> [Extrait du document]:
France | France, Conseil d'État, 10ème chambre, 31 décembre 2024, 495419


Vu les procédures suivantes :



1° Sous le n° 495419, par une requête enregistrée le 24 juin 2024 au secrétariat du contentieux du Conseil d'Etat, l'association Cercle Droit et Liberté, Me Thibault Mercier, la société EE Animation, M. A... B... et Me Caroline Wood demandent au Conseil d'Etat :



l°) d'annuler pour excès de pouvoir le communiqué de presse du 10 mai 2024 " Mise en ligne de la plateforme du laisser-passer numérique " Pass jeux " dans le cadre des jeux olympiques et paralympiques 2024 " de la préfecture de police

;



2°) de mettre à la charge de l'Etat la somme de 6 000 euros au tit...

Vu les procédures suivantes :

1° Sous le n° 495419, par une requête enregistrée le 24 juin 2024 au secrétariat du contentieux du Conseil d'Etat, l'association Cercle Droit et Liberté, Me Thibault Mercier, la société EE Animation, M. A... B... et Me Caroline Wood demandent au Conseil d'Etat :

l°) d'annuler pour excès de pouvoir le communiqué de presse du 10 mai 2024 " Mise en ligne de la plateforme du laisser-passer numérique " Pass jeux " dans le cadre des jeux olympiques et paralympiques 2024 " de la préfecture de police ;

2°) de mettre à la charge de l'Etat la somme de 6 000 euros au titre de l'article L. 761-1 du code de justice administrative.

> [Travail à faire]:
(1) D'après l'extrait de décision du Conseil d'État, quelle somme les requérants demandent-ils de mettre à la charge de l'État ?
(2) Poursuivez l'extrait de décision du Conseil d'État sur le « Pass jeux » à partir de sa dernière phrase.
Les items n'interviennent pas dans ce travail.

> [Données fournies]:
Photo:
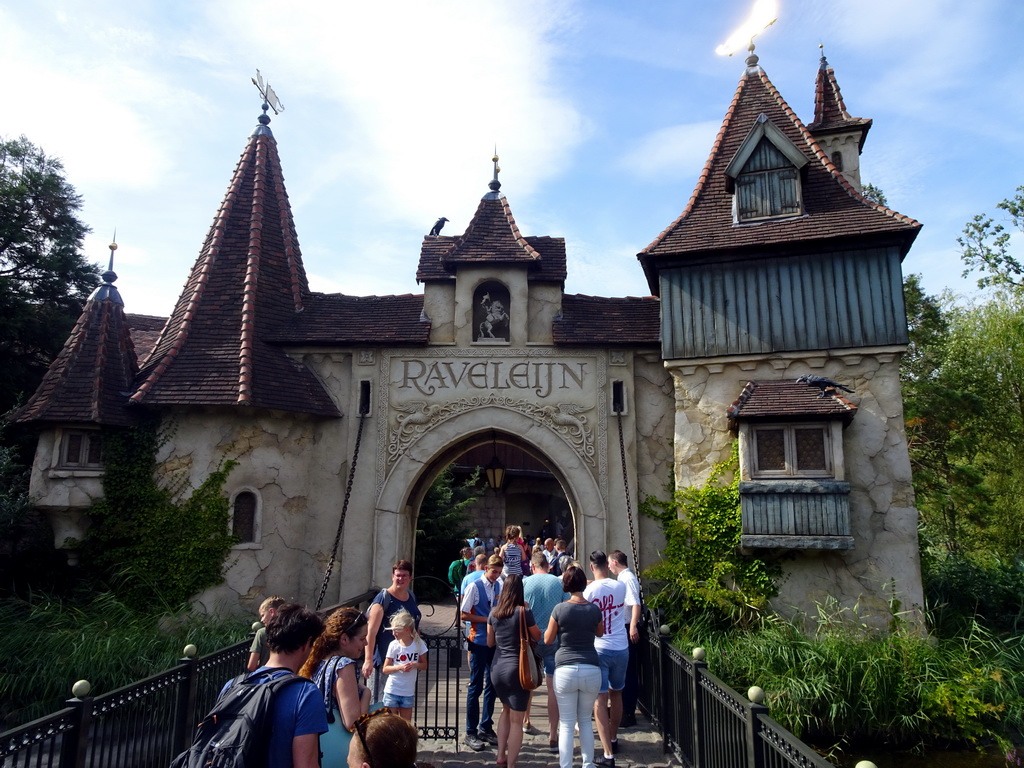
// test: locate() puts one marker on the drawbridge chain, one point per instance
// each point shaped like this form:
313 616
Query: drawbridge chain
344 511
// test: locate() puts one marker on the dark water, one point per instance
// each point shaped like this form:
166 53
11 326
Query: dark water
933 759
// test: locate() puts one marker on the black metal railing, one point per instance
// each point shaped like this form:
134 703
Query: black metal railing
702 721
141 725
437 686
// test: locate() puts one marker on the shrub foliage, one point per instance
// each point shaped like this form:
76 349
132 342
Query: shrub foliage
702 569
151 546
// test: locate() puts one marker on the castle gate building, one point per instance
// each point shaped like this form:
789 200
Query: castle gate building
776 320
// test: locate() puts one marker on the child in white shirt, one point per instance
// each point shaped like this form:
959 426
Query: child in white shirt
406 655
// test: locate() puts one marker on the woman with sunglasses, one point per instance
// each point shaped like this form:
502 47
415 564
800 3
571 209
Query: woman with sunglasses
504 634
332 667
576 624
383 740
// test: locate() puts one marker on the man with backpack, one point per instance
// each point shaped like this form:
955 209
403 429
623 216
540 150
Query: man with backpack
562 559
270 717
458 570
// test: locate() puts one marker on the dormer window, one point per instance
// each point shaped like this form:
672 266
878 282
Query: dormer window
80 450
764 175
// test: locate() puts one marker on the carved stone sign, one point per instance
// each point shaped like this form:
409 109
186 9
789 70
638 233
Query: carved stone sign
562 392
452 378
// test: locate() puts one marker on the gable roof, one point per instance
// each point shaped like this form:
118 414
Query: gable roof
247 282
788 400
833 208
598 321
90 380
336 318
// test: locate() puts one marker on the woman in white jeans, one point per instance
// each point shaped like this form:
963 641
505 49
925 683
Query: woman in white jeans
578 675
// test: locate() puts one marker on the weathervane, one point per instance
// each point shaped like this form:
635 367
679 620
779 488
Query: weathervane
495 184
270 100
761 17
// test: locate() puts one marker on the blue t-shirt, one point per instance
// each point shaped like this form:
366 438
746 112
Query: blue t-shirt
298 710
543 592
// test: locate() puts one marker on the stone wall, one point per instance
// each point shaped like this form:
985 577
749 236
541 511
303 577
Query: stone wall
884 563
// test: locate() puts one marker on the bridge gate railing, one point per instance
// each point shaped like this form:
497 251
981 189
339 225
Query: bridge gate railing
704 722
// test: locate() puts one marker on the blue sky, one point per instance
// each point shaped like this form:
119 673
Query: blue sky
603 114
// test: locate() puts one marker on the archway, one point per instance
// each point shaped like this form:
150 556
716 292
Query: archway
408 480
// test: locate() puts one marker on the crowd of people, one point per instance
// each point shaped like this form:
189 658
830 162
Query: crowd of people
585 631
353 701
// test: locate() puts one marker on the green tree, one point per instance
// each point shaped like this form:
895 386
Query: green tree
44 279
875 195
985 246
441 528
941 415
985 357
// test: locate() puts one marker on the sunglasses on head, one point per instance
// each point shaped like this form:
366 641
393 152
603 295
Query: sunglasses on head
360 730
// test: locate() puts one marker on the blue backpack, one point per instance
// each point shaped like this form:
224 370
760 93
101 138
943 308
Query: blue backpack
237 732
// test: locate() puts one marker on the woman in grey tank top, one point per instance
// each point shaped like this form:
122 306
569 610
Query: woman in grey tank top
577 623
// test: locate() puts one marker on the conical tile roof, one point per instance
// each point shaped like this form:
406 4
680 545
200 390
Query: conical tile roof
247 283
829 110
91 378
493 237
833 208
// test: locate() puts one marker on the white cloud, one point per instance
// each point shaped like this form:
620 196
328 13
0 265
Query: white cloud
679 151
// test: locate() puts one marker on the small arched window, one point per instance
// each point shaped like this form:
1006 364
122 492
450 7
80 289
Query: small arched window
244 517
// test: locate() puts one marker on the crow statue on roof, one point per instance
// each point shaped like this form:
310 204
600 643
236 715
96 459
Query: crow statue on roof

> [Réponses attendues]:
(1) La somme de 6 000 euros, au titre de l'article L. 761-1 du code de justice administrative.

(2)
2° Sous le n° 496015, par une requête enregistrée le 15 juillet 2024 au secrétariat du contentieux du Conseil d'Etat, l'association Cercle Droit et Liberté, Me Thibault Mercier et Me Caroline Wood demandent au Conseil d'Etat :

l°) d'annuler pour excès de pouvoir le décret n° 2024-431 du 14 mai 2024 portant application de l'article L. 211-11-1 du code de la sécurité intérieure à la cérémonie d'ouverture des jeux Olympiques de 2024 ;

2°) de mettre à la charge de l'Etat la somme de 6 000 euros au titre de l'article L. 761-1 du code de justice administrative.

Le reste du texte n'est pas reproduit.